┌─ Passage shown

Black Fox (Canada) - The Black Fox Mine is located outside of Matheson, Ontario, Canada, in the Timmins Gold District and is 100% owned and operated by Brigus Gold Corp. The Black Fox Mine includes both open-pit and underground operations that are running concurrently and the ore is being trucked to the Black Fox Mill. Sandstorm acquired two streaming interests from Brigus Gold in late 2010. In exchange for an upfront payment of $56.3m plus an ongoing per-ounce cost of $500/oz., Sandstorm has the right to purchase 8% of the life of mine gold production on the main Black Fox Property plus an additional 6.7% on the life of mine gold production of the Black Fox Extension (Grey Fox and Pike River).

The Phase I expansion, though small, has been completed and has been seen in increasing attributable production to Sandstorm Gold. Black Fox reached the production target of 65,000-70,000 oz. in 2012, jumping to 90,000-100,000 oz. forecast in 2013. It remains to be determined whether Phase II expansion will occur; however, it is likely, should it be undertaken in 2014-2015 to significantly increase throughput. Phase I will increase mill throughput 10% to 2,200 tpd (approximately 110,000-120,000 oz. per year) and Phase II will cause mill throughput to jump a whopping 59% to 3,500 tpd (190,000 oz. per year). Black Fox is forecast to produce 110,000 ounces annually for 12 years +/-. However, very encouraging and expansive drill results on the property indicate this will easily be a 15+ year mine. Longer-term growth for Sandstorm will be in the Black Fox Extension in addition to the underground operation at the main deposit.

└─
┌─ Material for this task

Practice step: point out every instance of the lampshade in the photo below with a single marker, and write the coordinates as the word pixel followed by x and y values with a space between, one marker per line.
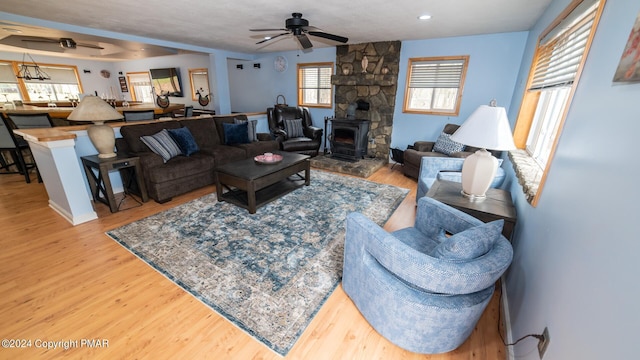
pixel 486 128
pixel 93 108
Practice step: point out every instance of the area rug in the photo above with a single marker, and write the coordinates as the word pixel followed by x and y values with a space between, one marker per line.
pixel 268 273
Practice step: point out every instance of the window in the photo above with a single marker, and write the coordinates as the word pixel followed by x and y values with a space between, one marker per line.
pixel 560 55
pixel 314 85
pixel 63 84
pixel 434 85
pixel 199 82
pixel 8 83
pixel 140 85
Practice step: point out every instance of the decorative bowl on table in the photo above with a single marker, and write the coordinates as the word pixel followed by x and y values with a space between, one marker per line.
pixel 268 159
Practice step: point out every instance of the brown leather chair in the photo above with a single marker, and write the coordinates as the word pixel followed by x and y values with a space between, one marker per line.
pixel 308 144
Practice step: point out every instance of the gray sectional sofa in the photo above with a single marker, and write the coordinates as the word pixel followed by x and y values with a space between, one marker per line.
pixel 181 174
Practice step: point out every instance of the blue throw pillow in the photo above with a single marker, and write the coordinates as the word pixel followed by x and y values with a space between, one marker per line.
pixel 185 140
pixel 471 243
pixel 236 133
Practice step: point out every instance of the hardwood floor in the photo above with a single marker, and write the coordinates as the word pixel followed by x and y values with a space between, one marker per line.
pixel 66 283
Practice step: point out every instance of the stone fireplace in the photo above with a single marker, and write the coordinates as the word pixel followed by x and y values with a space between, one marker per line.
pixel 376 84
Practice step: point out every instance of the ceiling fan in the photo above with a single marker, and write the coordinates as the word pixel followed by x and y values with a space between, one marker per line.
pixel 299 27
pixel 65 43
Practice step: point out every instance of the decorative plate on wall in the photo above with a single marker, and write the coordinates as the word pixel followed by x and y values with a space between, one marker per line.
pixel 280 63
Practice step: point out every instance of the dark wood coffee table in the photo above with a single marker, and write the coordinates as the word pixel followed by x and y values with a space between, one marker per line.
pixel 251 185
pixel 497 205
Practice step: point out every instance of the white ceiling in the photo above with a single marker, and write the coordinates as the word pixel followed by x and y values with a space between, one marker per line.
pixel 225 25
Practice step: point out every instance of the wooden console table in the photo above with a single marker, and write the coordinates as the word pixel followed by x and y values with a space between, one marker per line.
pixel 100 183
pixel 497 205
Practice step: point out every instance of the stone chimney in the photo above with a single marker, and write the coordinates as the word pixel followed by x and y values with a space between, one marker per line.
pixel 376 84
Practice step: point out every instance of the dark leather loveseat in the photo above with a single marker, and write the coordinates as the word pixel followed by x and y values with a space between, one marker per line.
pixel 307 143
pixel 181 174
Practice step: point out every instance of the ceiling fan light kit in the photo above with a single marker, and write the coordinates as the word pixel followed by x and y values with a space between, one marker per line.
pixel 299 27
pixel 25 73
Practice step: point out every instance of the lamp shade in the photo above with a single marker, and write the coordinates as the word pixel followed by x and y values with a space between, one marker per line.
pixel 486 128
pixel 93 108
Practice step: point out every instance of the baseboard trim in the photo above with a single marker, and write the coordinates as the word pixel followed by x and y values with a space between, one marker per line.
pixel 507 320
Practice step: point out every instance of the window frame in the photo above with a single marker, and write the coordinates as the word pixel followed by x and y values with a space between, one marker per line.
pixel 132 86
pixel 302 66
pixel 199 71
pixel 525 119
pixel 437 59
pixel 22 87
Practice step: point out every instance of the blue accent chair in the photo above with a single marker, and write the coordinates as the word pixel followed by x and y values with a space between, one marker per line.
pixel 424 288
pixel 441 168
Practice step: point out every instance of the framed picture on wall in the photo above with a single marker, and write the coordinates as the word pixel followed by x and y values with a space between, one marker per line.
pixel 123 84
pixel 629 67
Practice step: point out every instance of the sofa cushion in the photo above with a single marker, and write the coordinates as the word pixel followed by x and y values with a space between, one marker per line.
pixel 162 144
pixel 132 133
pixel 445 145
pixel 183 137
pixel 294 128
pixel 471 243
pixel 236 133
pixel 204 131
pixel 251 128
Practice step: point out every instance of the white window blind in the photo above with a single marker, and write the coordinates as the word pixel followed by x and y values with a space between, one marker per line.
pixel 436 74
pixel 560 55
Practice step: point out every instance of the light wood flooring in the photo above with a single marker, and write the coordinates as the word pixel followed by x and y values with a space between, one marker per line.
pixel 61 283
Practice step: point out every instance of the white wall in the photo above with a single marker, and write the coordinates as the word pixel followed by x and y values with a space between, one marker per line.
pixel 576 254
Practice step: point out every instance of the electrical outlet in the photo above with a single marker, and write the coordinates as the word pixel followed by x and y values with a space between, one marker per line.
pixel 543 343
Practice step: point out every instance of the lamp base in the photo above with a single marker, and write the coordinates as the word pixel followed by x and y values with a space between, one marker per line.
pixel 103 140
pixel 478 171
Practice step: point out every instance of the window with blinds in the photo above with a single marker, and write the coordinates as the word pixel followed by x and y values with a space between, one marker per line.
pixel 64 83
pixel 8 83
pixel 314 85
pixel 560 55
pixel 140 86
pixel 62 86
pixel 434 85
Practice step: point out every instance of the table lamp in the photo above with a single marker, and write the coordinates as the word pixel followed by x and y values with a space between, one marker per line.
pixel 94 109
pixel 486 128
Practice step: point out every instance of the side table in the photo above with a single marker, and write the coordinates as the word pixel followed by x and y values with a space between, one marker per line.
pixel 497 205
pixel 100 184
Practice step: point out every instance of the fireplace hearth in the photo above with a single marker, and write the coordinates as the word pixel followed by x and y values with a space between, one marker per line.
pixel 349 138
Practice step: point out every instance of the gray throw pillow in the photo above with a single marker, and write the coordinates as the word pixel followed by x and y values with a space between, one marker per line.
pixel 447 146
pixel 162 144
pixel 293 128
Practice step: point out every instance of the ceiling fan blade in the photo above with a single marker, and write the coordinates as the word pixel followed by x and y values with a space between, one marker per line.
pixel 337 38
pixel 91 46
pixel 268 30
pixel 51 41
pixel 271 38
pixel 304 41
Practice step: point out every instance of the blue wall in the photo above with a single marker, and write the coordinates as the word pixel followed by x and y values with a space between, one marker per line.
pixel 494 61
pixel 576 254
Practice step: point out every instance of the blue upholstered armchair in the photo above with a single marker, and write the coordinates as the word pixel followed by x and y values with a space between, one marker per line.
pixel 419 288
pixel 442 168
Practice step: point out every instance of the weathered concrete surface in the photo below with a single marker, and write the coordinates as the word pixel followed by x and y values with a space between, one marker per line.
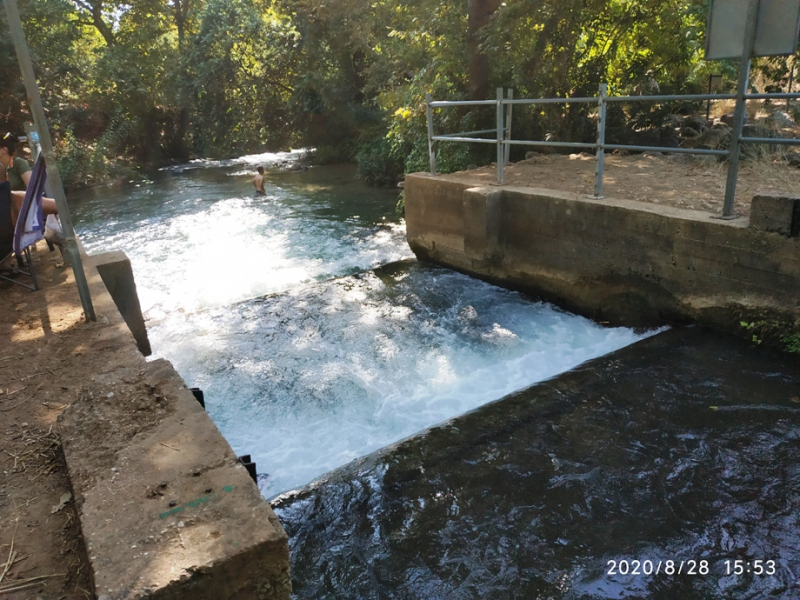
pixel 115 269
pixel 614 260
pixel 166 510
pixel 778 214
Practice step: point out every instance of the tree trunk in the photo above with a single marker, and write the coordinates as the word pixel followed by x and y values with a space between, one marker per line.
pixel 479 14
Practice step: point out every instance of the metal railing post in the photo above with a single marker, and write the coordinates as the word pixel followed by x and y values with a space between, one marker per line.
pixel 500 151
pixel 509 107
pixel 738 114
pixel 601 141
pixel 71 251
pixel 431 155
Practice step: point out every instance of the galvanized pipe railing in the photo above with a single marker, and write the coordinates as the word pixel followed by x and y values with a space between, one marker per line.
pixel 504 141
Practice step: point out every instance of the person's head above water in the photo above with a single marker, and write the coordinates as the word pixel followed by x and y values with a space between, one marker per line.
pixel 9 142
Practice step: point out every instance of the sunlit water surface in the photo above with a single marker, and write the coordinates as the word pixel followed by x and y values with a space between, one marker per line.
pixel 307 359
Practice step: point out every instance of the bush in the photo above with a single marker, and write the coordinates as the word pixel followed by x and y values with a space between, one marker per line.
pixel 378 164
pixel 82 164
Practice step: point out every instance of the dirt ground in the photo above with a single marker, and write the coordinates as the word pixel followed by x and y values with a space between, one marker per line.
pixel 44 347
pixel 685 181
pixel 48 353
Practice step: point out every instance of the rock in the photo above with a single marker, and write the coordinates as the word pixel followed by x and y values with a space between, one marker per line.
pixel 780 119
pixel 696 122
pixel 728 118
pixel 714 138
pixel 690 132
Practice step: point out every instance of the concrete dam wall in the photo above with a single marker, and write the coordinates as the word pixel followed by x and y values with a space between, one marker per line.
pixel 625 262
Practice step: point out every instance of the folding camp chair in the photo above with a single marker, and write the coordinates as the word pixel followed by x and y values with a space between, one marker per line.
pixel 28 229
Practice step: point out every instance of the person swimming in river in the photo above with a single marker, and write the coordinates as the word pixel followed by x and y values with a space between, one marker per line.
pixel 258 182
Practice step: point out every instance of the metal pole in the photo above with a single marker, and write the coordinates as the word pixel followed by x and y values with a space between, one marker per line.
pixel 431 155
pixel 509 108
pixel 500 152
pixel 35 102
pixel 35 147
pixel 738 115
pixel 601 141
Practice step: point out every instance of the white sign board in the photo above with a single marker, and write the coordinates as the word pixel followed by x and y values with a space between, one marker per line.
pixel 776 28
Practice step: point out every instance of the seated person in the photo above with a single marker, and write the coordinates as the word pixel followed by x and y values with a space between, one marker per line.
pixel 18 171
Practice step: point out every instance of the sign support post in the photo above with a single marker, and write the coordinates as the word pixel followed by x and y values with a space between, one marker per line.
pixel 40 120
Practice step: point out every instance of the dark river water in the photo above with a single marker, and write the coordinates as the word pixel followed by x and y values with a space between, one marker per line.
pixel 319 340
pixel 677 457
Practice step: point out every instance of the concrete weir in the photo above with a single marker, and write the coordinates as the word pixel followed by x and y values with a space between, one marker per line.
pixel 625 262
pixel 166 510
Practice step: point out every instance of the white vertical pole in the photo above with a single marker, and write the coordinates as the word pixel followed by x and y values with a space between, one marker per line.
pixel 431 153
pixel 500 152
pixel 738 114
pixel 599 157
pixel 35 101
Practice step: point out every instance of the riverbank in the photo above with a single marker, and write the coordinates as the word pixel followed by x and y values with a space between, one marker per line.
pixel 160 499
pixel 47 353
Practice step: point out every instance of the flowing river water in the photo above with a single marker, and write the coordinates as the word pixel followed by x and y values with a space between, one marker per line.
pixel 318 339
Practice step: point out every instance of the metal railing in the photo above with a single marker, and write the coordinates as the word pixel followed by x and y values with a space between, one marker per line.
pixel 503 140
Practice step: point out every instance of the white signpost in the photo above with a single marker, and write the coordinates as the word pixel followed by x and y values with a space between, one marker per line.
pixel 745 29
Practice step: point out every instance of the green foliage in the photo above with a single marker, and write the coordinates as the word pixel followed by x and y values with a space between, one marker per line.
pixel 81 164
pixel 378 165
pixel 774 332
pixel 152 81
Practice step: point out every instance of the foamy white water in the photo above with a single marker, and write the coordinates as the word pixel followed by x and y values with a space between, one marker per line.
pixel 323 370
pixel 308 380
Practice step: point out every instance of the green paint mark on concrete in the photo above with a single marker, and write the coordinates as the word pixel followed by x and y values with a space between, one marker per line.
pixel 192 503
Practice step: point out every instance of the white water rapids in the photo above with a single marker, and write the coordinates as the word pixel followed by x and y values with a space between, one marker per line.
pixel 305 363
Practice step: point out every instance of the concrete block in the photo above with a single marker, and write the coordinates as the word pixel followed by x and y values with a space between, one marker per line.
pixel 777 214
pixel 481 222
pixel 117 274
pixel 167 511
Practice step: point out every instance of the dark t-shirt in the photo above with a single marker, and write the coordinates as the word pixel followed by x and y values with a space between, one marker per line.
pixel 15 170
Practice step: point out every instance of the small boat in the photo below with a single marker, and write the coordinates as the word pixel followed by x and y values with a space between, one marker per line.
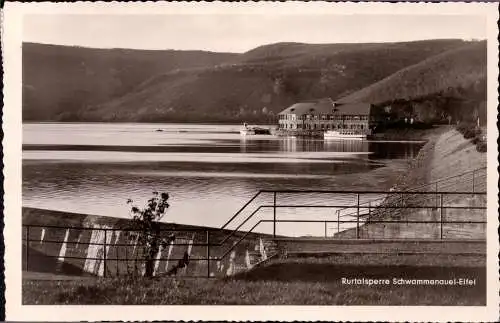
pixel 344 135
pixel 253 130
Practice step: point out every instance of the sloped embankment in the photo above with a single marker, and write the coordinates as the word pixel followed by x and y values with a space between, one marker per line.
pixel 437 166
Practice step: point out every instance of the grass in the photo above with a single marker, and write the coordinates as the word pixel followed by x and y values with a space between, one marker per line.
pixel 303 281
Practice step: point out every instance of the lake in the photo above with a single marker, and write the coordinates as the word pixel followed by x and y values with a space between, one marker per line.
pixel 210 171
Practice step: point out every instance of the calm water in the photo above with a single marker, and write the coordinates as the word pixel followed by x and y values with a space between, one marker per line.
pixel 210 171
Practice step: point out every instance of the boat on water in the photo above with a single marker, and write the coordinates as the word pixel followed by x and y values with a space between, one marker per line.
pixel 344 135
pixel 247 130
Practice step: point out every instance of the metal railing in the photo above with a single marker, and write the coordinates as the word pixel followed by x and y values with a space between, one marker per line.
pixel 202 237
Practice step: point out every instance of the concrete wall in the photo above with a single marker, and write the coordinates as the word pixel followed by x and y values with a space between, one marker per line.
pixel 72 254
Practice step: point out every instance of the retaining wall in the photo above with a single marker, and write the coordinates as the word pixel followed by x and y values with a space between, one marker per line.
pixel 114 250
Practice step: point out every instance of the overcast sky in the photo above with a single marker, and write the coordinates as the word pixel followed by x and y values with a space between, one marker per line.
pixel 239 33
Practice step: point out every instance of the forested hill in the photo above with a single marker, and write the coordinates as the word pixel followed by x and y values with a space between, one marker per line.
pixel 80 84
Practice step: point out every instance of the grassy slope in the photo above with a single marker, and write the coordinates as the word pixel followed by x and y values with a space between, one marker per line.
pixel 457 68
pixel 295 282
pixel 272 76
pixel 58 80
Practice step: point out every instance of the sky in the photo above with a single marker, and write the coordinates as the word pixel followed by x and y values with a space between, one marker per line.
pixel 242 32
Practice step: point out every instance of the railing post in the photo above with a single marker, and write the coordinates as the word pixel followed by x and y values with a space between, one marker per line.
pixel 208 254
pixel 338 221
pixel 274 214
pixel 441 215
pixel 104 253
pixel 357 219
pixel 27 247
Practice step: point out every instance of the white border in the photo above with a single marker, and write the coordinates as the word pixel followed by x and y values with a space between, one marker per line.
pixel 12 34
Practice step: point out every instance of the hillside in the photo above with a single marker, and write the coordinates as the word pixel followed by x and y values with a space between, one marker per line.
pixel 58 80
pixel 452 83
pixel 252 86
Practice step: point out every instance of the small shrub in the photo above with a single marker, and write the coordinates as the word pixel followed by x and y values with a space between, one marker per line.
pixel 481 147
pixel 475 140
pixel 146 222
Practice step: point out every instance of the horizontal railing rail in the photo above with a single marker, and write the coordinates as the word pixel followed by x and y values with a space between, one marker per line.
pixel 190 236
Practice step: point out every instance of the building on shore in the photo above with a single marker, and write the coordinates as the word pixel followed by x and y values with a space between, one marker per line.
pixel 317 116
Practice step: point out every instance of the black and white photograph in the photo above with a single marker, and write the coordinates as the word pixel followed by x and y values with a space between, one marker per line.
pixel 298 154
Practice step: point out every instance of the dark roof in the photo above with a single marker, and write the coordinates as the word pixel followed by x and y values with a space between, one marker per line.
pixel 327 106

└─

- **Problems to work on**
A) From the records, write out the lines from the one containing "Practice step: point out every instance of the concrete wall" through the one containing "pixel 80 84", both included, each unchanged.
B) Continue the passage about the Black Fox Mine from the point where it stops.

- **Outputs by task**
A)
Practice step: point out every instance of the concrete wall in the photo above with a single marker, and write the coordinates as the word pixel followed by x and y values with a space between, one marker per line.
pixel 72 254
Practice step: point out every instance of the retaining wall in the photo above with a single marker, and write the coordinates as the word pixel followed by x and y values with a space between, one marker per line.
pixel 114 250
Practice step: point out every instance of the overcast sky in the photo above with a single marker, and write the coordinates as the word pixel followed by x and y values with a space between, one marker per line.
pixel 239 33
Practice step: point out every instance of the forested hill in the photo above with a single marker, and write the coordinates as the word pixel followed by x and y values with a space between, one marker per line.
pixel 80 84

B)
Bachelor Lake (Canada) - Bachelor Lake is a greenstone hosted gold mine located outside of Val d'Or in Quebec, Canada, and is operated by Metanor Resources Inc. Following the Black Fox acquisition, Sandstorm Gold paid Metanor Resources $20m in exchange for a 20% streaming interest in Bachelor Lake for an ongoing purchase price per ounce of $500/oz. for the life of mine. Bachelor Lake was initially forecast to produce 60,000 oz. per annum, however, a study showed this high-grade deposit was achievable at just 66% capacity, leaving plenty of room for increasing annual production of this high-grade mine, not to mention a signifi­cant mine life extension that is currently just 2.5 years. Total considerations per ounce of gold receivable equate to $620/oz., however, we think this will decline over time due to new reserves and resources being identified. Bachelor Lake will serve as Sandstorm's primary growth driver in 2013 and the first part of 2014.

Summit Mine (USA) - In exchange for an upfront payment of $4m and $400 plus an ongoing purchase price per ounce, Sandstorm has the right to purchase 22% of life of mine gold production. Although Summit is a small non-core asset, the return on investment and all-in cost per ounce of gold is very attractive. Summit will produce approximately 10,000-12,000 ounces annually for an initial 12-year period, equating to annual attributable production of 2,400 ounces, although Sandstorm has the right to purchase 50% of the first 10,000 oz. Total considerations per ounce of gold are $554/oz.

Ming Mine (Canada) - In exchange for an upfront payment of $20m with no ongoing purchase price per ounce, Sandstorm receives 25%-32% (dependent on recoveries) of annual production until 175,000 ounces have been produced, dropping to 12% thereafter. Initial annual output is estimated to be 12,000-15,000 ounces; however, historical production has shown it is possible to produce 20,000-25,000 annually. Following the publishing of our first report on Sandstorm Gold, Rambler Metals announced the discovery of high-grade gold zones, which have been mined in the first two quarters of 2012 but have since reverted to the copper rich zones for the full year 2012. Gold production will drop in 2013 as Rambler focuses on the copper zones, but mining will return to the gold-rich areas sometime in late 2013/2014. Significant upside still remains at Ming in terms of exploration upside and given the much more efficient mining methods and equipment that wasn't available when it was first mined. Total considerations per ounce of gold are $367/oz.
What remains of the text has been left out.